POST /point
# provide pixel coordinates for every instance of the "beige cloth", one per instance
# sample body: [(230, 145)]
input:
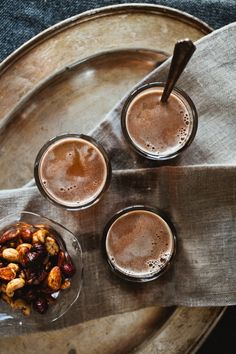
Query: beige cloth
[(199, 195)]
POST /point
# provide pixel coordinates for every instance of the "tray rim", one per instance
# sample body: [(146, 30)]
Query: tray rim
[(101, 12)]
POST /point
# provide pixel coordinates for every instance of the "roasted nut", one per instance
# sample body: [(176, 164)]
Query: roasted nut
[(61, 258), (51, 246), (23, 249), (41, 305), (66, 285), (13, 285), (9, 235), (22, 274), (3, 288), (68, 269), (54, 278), (24, 245), (14, 266), (11, 255), (7, 299), (30, 295), (22, 305), (39, 236), (7, 273), (26, 232)]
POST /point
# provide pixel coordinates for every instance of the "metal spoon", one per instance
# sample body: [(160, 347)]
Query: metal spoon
[(183, 51)]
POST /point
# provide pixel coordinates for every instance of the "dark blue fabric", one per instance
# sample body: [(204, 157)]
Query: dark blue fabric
[(22, 19)]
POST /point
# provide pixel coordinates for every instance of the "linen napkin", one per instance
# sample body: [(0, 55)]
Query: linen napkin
[(201, 204), (210, 80), (199, 196)]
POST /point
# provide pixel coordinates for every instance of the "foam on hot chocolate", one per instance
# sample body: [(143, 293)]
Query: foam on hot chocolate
[(73, 171), (159, 128), (139, 243)]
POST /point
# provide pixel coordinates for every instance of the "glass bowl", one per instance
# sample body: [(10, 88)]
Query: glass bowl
[(66, 298)]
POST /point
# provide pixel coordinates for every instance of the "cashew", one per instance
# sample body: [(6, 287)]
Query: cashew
[(51, 246), (7, 273), (14, 266), (66, 285), (24, 245), (10, 254), (54, 278), (23, 306), (3, 288), (39, 236), (13, 285)]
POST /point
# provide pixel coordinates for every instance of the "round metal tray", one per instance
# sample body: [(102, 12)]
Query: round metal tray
[(44, 92)]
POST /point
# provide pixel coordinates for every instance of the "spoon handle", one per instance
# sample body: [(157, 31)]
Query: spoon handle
[(183, 51)]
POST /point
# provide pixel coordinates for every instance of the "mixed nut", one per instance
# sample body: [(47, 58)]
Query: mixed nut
[(34, 267)]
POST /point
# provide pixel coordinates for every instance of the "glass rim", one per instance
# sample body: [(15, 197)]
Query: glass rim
[(124, 211), (149, 155), (19, 217), (53, 140)]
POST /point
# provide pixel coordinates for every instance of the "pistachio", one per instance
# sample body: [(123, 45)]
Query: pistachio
[(14, 266), (24, 245), (3, 288), (61, 258), (66, 285), (39, 236), (13, 285), (54, 278), (11, 255), (7, 273), (51, 246), (9, 235)]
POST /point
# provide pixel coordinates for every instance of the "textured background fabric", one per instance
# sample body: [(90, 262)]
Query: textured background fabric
[(199, 199), (210, 80), (22, 19)]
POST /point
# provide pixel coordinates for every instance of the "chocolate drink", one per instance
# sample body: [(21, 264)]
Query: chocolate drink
[(159, 129), (72, 172), (139, 244)]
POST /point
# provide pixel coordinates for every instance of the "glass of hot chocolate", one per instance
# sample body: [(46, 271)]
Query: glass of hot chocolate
[(156, 130), (72, 171), (139, 243)]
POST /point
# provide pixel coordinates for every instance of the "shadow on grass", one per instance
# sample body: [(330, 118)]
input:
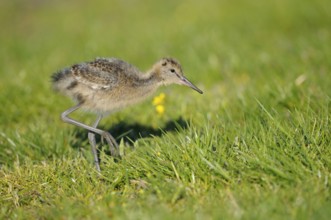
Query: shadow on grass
[(131, 132)]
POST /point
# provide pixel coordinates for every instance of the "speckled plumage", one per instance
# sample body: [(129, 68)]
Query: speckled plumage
[(107, 84)]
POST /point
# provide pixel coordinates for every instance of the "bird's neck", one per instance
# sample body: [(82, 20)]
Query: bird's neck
[(150, 79)]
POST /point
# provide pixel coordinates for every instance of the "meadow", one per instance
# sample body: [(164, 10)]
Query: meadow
[(255, 145)]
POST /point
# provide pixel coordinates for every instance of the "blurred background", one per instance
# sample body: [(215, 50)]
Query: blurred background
[(228, 48)]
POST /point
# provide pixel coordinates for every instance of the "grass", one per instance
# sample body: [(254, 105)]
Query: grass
[(255, 145)]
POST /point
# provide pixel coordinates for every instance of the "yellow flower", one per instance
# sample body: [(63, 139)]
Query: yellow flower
[(159, 109), (159, 100)]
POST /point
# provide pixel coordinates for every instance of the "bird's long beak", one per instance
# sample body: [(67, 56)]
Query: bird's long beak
[(186, 82)]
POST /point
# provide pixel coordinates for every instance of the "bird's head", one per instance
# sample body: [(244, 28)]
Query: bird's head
[(170, 71)]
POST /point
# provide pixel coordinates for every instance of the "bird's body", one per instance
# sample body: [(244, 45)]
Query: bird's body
[(105, 84), (109, 84)]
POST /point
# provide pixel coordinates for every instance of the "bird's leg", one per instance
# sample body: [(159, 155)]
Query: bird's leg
[(114, 150), (91, 137)]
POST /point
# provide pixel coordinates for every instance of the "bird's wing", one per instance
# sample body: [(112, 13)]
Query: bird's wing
[(101, 73)]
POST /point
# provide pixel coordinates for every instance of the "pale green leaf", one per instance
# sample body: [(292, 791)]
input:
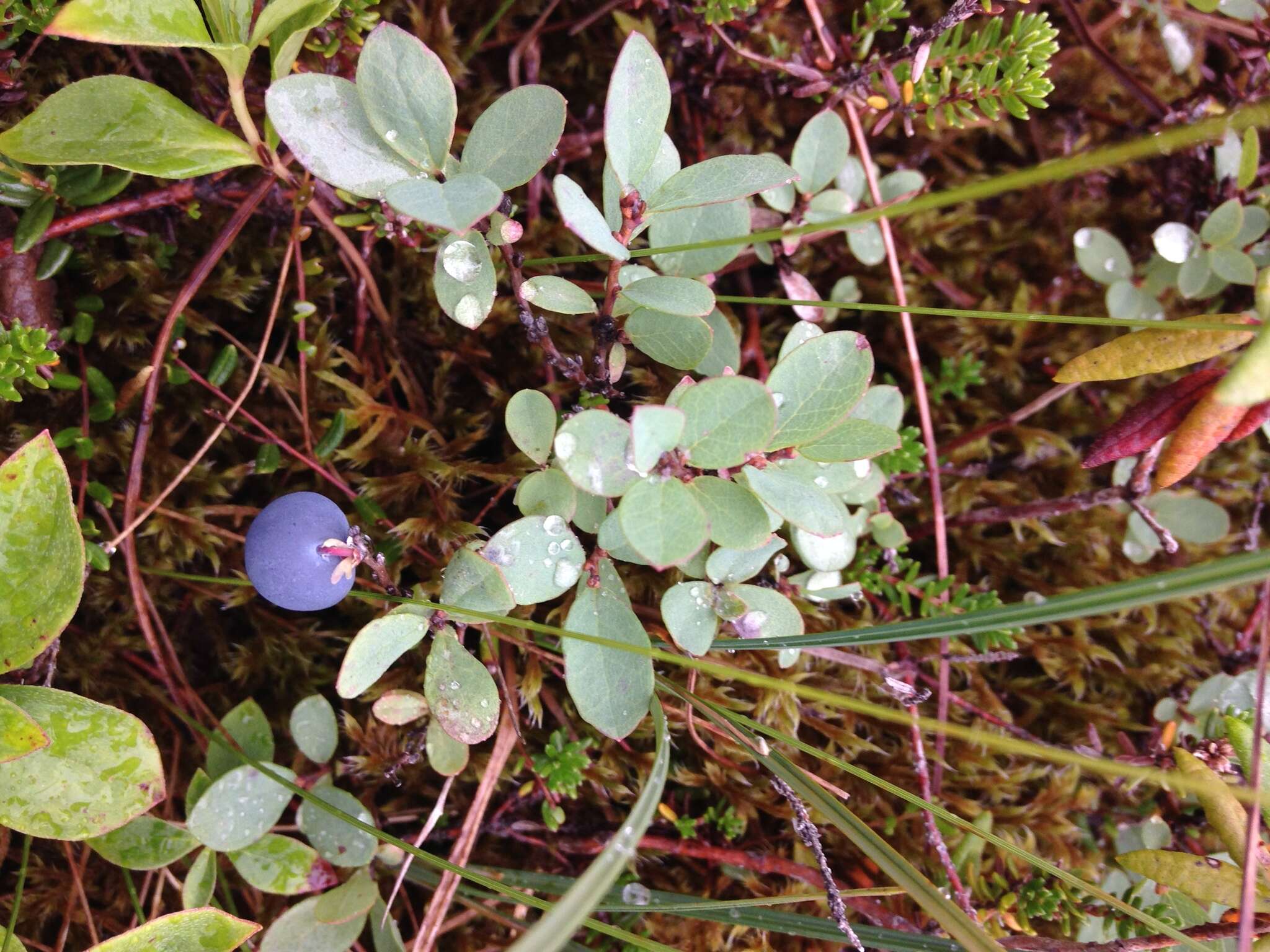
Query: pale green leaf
[(349, 902), (335, 840), (464, 280), (584, 219), (722, 179), (99, 770), (539, 555), (205, 930), (664, 521), (322, 120), (239, 808), (454, 205), (299, 928), (680, 296), (817, 385), (557, 295), (654, 431), (375, 648), (1155, 351), (249, 728), (737, 518), (671, 339), (689, 226), (1101, 255), (591, 448), (530, 419), (1223, 225), (724, 347), (1199, 878), (475, 583), (636, 110), (460, 691), (515, 138), (200, 881), (738, 564), (553, 932), (408, 97), (127, 123), (133, 23), (546, 493), (399, 706), (819, 151), (727, 419), (446, 756), (769, 615), (144, 843), (797, 500), (611, 689), (282, 866), (689, 615), (314, 729)]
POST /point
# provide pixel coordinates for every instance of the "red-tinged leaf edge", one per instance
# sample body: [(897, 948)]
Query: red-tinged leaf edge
[(1151, 419)]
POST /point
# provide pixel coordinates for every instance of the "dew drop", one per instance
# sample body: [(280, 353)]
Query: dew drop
[(469, 312), (461, 262)]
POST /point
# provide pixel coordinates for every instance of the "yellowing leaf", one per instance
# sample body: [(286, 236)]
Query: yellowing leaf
[(1155, 351)]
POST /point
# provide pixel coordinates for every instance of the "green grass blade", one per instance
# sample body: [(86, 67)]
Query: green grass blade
[(959, 926), (1053, 170), (1162, 587), (554, 930), (741, 721)]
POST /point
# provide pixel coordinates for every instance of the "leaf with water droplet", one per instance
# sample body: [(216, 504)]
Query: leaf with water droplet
[(322, 120), (819, 151), (557, 295), (664, 521), (299, 928), (375, 648), (530, 419), (99, 770), (407, 92), (592, 448), (282, 866), (464, 278), (446, 756), (687, 611), (475, 583), (455, 205), (727, 419), (670, 339), (516, 136), (205, 930), (802, 503), (819, 381), (585, 220), (460, 691), (337, 840), (249, 728), (611, 689), (739, 564), (41, 550), (314, 729), (144, 843)]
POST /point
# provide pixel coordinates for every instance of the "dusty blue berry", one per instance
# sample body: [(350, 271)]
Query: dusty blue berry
[(282, 558)]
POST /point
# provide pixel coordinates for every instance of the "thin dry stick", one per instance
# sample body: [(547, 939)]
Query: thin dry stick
[(437, 809), (220, 428), (923, 412), (504, 744), (1253, 842)]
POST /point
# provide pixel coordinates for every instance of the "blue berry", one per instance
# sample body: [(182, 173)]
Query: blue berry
[(282, 558)]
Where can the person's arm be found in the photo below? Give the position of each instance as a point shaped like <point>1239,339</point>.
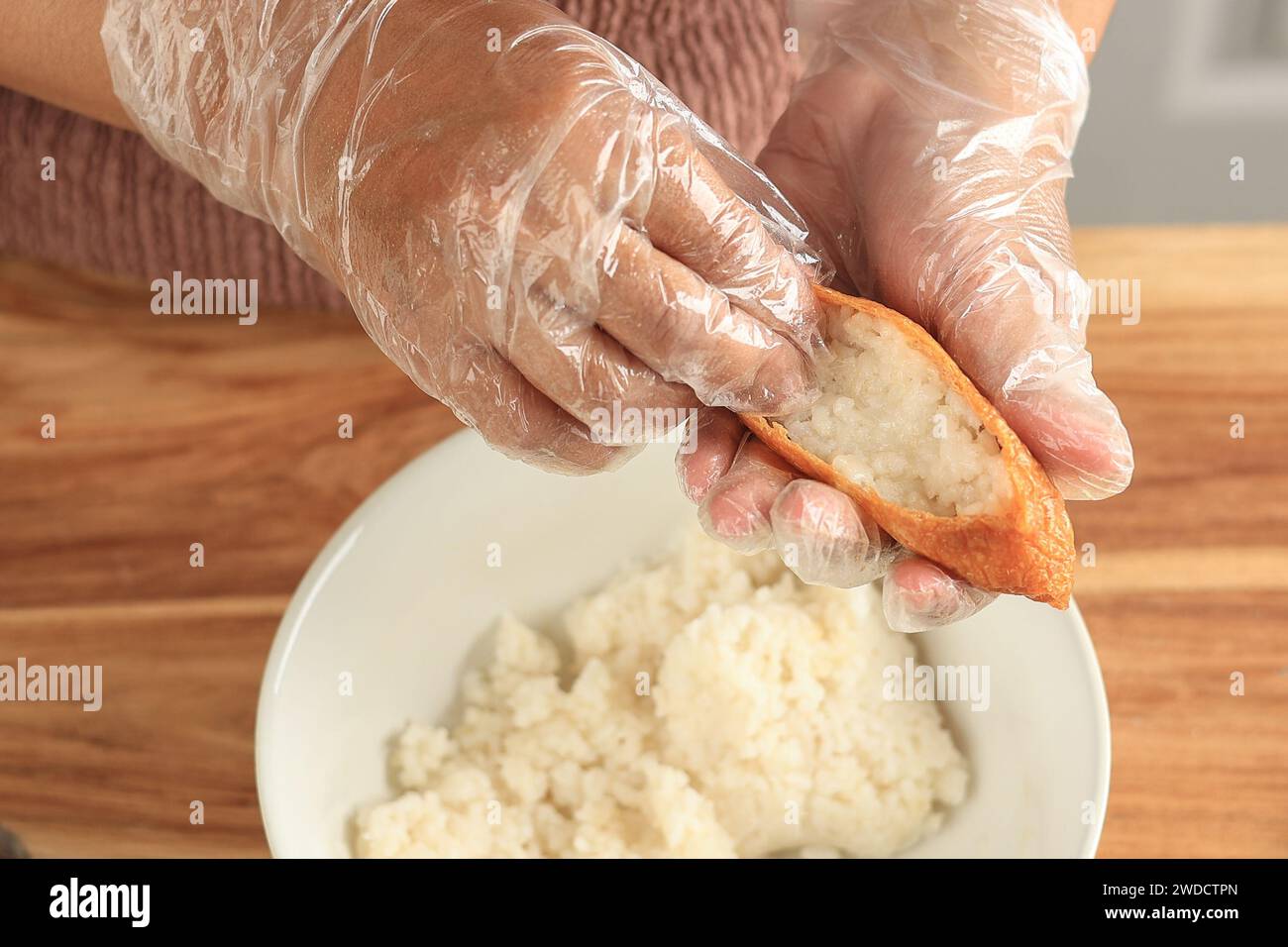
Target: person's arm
<point>1083,16</point>
<point>51,50</point>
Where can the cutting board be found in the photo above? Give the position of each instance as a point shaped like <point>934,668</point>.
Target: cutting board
<point>183,429</point>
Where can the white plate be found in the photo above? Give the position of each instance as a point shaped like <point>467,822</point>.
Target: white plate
<point>402,598</point>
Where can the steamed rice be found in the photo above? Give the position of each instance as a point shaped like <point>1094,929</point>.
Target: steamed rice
<point>888,421</point>
<point>716,706</point>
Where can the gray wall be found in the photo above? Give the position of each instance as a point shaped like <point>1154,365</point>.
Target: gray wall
<point>1177,89</point>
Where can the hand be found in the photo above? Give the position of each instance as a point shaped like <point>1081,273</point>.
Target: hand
<point>928,153</point>
<point>523,219</point>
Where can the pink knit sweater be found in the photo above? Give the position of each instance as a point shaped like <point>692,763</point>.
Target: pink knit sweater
<point>117,206</point>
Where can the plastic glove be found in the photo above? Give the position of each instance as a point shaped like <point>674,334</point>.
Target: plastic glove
<point>524,221</point>
<point>927,150</point>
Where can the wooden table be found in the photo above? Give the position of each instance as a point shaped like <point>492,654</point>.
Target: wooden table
<point>172,431</point>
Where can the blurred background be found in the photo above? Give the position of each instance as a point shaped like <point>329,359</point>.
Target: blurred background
<point>1179,89</point>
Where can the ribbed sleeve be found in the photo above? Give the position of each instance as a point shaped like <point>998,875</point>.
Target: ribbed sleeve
<point>117,206</point>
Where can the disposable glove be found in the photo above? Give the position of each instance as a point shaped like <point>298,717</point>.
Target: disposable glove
<point>524,221</point>
<point>927,150</point>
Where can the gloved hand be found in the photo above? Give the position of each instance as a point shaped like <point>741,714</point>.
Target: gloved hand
<point>524,221</point>
<point>927,150</point>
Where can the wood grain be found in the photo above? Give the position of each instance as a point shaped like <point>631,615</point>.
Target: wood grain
<point>181,429</point>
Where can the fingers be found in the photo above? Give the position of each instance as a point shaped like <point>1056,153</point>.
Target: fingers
<point>751,500</point>
<point>737,508</point>
<point>715,440</point>
<point>697,219</point>
<point>687,330</point>
<point>917,595</point>
<point>825,539</point>
<point>492,397</point>
<point>1020,334</point>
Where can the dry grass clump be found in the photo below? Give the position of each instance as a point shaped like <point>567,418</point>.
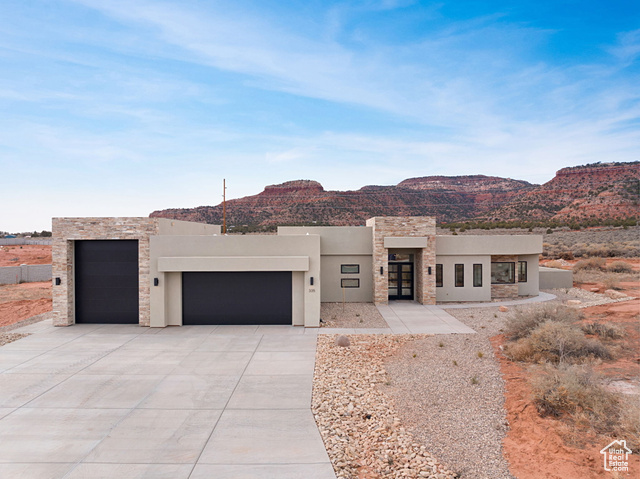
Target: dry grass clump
<point>620,267</point>
<point>577,393</point>
<point>554,264</point>
<point>590,263</point>
<point>603,330</point>
<point>556,342</point>
<point>524,321</point>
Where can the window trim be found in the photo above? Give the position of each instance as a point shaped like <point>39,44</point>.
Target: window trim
<point>513,266</point>
<point>343,281</point>
<point>477,266</point>
<point>526,271</point>
<point>342,271</point>
<point>458,284</point>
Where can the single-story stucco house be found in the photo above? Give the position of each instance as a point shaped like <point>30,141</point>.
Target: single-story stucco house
<point>159,272</point>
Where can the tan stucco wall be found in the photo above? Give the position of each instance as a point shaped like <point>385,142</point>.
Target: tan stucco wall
<point>331,276</point>
<point>165,298</point>
<point>68,230</point>
<point>491,245</point>
<point>340,240</point>
<point>176,227</point>
<point>341,245</point>
<point>551,278</point>
<point>449,291</point>
<point>532,286</point>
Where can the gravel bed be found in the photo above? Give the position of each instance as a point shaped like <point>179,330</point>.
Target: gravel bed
<point>26,322</point>
<point>6,338</point>
<point>449,390</point>
<point>351,315</point>
<point>362,432</point>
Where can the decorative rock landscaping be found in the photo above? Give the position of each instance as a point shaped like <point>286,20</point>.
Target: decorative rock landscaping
<point>361,431</point>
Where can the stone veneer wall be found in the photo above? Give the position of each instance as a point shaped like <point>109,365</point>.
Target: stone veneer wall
<point>402,226</point>
<point>505,290</point>
<point>67,230</point>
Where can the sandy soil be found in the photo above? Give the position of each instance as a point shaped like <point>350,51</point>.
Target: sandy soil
<point>15,255</point>
<point>21,301</point>
<point>546,448</point>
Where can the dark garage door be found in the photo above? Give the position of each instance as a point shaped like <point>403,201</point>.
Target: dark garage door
<point>236,298</point>
<point>106,287</point>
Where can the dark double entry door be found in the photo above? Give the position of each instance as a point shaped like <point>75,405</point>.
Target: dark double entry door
<point>400,280</point>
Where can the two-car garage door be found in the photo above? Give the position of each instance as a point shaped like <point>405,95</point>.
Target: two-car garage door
<point>107,284</point>
<point>262,297</point>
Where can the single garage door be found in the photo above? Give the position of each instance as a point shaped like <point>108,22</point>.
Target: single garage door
<point>106,281</point>
<point>262,297</point>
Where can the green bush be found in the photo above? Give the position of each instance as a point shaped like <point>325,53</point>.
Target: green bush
<point>556,343</point>
<point>524,321</point>
<point>620,267</point>
<point>603,330</point>
<point>590,263</point>
<point>577,393</point>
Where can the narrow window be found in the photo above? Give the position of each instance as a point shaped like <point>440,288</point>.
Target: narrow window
<point>522,271</point>
<point>477,275</point>
<point>503,273</point>
<point>459,276</point>
<point>439,275</point>
<point>350,283</point>
<point>349,268</point>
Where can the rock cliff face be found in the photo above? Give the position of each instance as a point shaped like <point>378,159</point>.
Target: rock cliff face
<point>591,191</point>
<point>580,193</point>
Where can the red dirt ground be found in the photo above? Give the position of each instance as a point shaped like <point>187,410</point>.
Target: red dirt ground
<point>21,301</point>
<point>15,255</point>
<point>536,447</point>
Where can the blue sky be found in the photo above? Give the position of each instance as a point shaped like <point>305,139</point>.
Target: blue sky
<point>118,108</point>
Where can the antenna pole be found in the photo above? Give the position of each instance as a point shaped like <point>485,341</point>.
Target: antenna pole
<point>224,206</point>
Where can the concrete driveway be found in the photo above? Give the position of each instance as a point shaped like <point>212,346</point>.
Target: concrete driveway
<point>93,401</point>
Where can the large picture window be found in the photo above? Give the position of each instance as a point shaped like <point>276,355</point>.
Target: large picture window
<point>477,275</point>
<point>503,273</point>
<point>459,276</point>
<point>522,271</point>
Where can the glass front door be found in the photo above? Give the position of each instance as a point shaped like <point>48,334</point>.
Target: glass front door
<point>400,280</point>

• • • •

:: EXERCISE PROMPT ::
Turn everything from the line containing "Where can the antenna" down to the end of the records above into a numbered list, leaving out any blank lines.

:: RESPONSE ::
1. Where can the antenna pole be found in the photo above? Give the position of each instance as a point shaped like <point>485,341</point>.
2. Target: antenna pole
3. <point>224,206</point>
4. Where can the concrete driveway be found in the photo above? Give the position of each instance as a point shaped like <point>212,346</point>.
5. Target: concrete driveway
6. <point>93,401</point>
7. Where can the large picture window be found in the photo above? Give the position of each instance as a point shaped like <point>276,355</point>.
8. Target: large picture window
9. <point>477,275</point>
10. <point>503,273</point>
11. <point>459,276</point>
12. <point>522,271</point>
13. Where can the glass front door be found in the photo above? Give the position of each instance as a point shaped like <point>48,334</point>.
14. Target: glass front door
15. <point>400,280</point>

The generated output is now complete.